─── RECORDS SHOWN ───

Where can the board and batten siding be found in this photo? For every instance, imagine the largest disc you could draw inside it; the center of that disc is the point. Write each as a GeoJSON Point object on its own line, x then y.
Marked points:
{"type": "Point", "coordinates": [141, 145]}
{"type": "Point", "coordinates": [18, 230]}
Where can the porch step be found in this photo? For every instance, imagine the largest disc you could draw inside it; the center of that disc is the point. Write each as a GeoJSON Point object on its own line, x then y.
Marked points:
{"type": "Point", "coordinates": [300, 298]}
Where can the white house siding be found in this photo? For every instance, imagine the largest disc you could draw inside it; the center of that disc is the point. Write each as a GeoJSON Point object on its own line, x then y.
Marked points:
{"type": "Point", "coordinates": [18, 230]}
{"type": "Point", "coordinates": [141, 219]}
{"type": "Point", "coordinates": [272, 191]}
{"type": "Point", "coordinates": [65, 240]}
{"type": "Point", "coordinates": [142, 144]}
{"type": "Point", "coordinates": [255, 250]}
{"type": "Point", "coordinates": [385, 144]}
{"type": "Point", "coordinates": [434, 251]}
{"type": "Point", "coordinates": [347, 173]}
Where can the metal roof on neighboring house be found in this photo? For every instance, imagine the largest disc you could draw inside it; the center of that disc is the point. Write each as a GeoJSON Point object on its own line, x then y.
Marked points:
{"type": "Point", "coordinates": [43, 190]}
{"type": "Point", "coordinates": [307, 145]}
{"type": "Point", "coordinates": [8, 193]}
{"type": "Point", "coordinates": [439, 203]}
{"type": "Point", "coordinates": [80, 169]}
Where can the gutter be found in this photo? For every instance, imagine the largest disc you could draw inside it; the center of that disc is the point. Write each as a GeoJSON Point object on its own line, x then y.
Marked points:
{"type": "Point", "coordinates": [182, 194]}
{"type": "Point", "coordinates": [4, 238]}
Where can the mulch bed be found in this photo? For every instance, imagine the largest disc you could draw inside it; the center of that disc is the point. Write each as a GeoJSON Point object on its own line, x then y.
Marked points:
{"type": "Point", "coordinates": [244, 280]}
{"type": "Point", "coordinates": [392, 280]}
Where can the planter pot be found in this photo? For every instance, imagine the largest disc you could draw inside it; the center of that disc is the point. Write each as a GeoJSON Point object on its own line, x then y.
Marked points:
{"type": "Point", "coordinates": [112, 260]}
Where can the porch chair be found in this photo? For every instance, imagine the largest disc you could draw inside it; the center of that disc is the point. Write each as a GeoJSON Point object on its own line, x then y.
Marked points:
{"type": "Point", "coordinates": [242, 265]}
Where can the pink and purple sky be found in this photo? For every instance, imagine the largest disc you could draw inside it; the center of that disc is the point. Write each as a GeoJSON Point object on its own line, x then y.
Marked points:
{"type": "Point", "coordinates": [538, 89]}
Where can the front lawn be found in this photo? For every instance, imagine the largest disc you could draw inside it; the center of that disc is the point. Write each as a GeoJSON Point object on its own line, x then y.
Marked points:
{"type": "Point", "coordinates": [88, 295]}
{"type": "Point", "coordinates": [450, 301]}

───

**WHAT IS BEING ASKED:** Read through the entries and copy each line in which "siding" appears.

**TASK SOLUTION:**
Where can the board and batten siding be found in this photo? For every instance, imagine the largest disc you could draw inside it; the center of that disc is the point. Write each as a GeoJSON Point object on its own line, x then y.
Where can the white house siding be found in this photo? For every instance, imagine the largest disc you could draw inside it; the center of that disc is the point. Write each as a GeoJSON Point object on its own line, x then y.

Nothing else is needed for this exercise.